» **Task objective**:
Count the lines in the material below that contain the word "white" and give only the number.

» **Data excerpts**:
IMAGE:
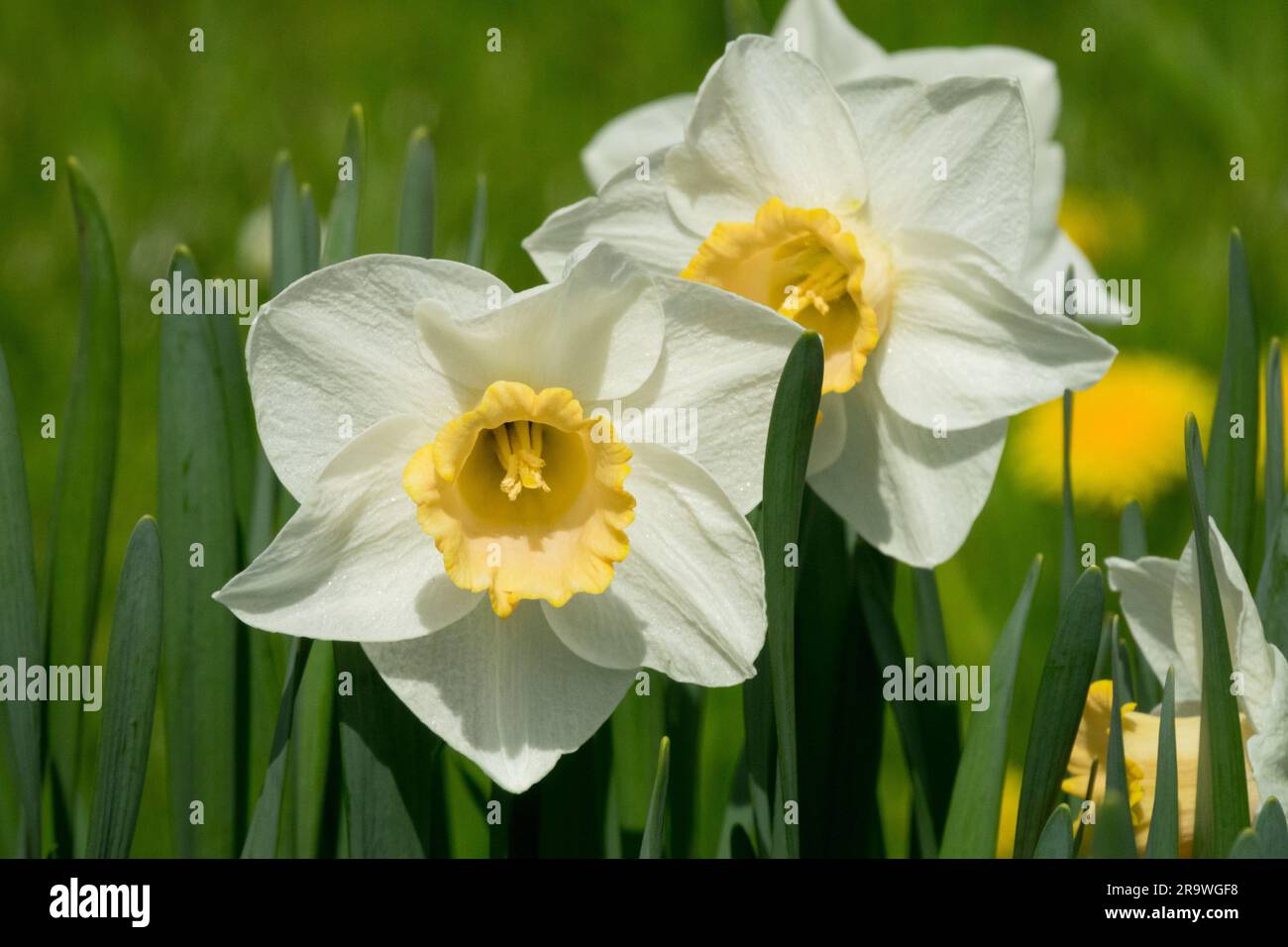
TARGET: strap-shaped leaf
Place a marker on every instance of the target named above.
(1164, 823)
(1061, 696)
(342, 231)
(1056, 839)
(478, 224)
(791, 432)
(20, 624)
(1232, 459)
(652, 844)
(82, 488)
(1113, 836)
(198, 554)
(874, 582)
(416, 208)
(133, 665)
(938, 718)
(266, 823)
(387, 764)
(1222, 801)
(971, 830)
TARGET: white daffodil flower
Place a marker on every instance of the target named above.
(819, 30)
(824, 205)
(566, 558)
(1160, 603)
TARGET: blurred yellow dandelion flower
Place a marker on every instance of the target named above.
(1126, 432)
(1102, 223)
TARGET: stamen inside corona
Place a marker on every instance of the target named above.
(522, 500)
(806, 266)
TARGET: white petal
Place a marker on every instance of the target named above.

...

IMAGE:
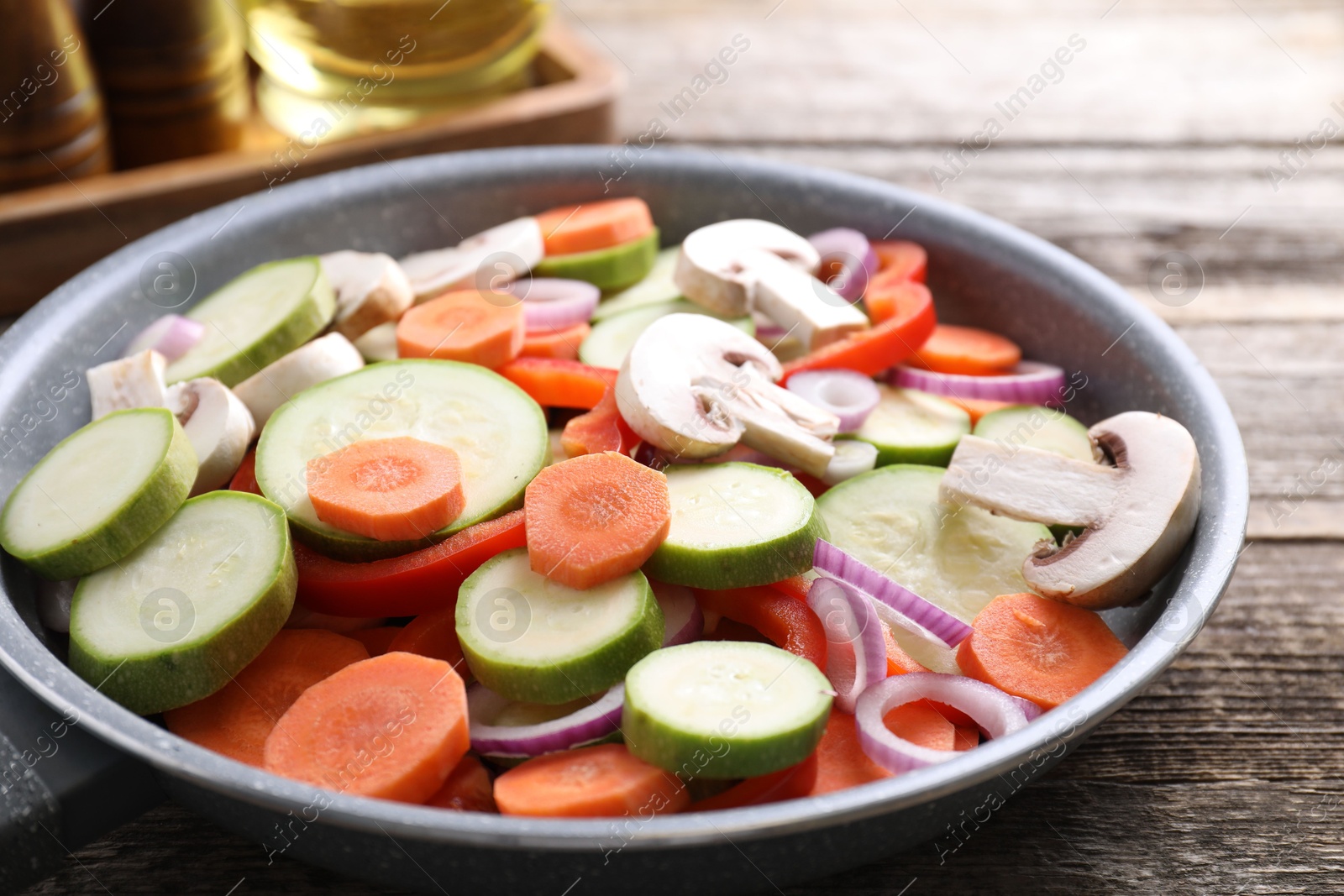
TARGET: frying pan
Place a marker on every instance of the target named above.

» **In response**:
2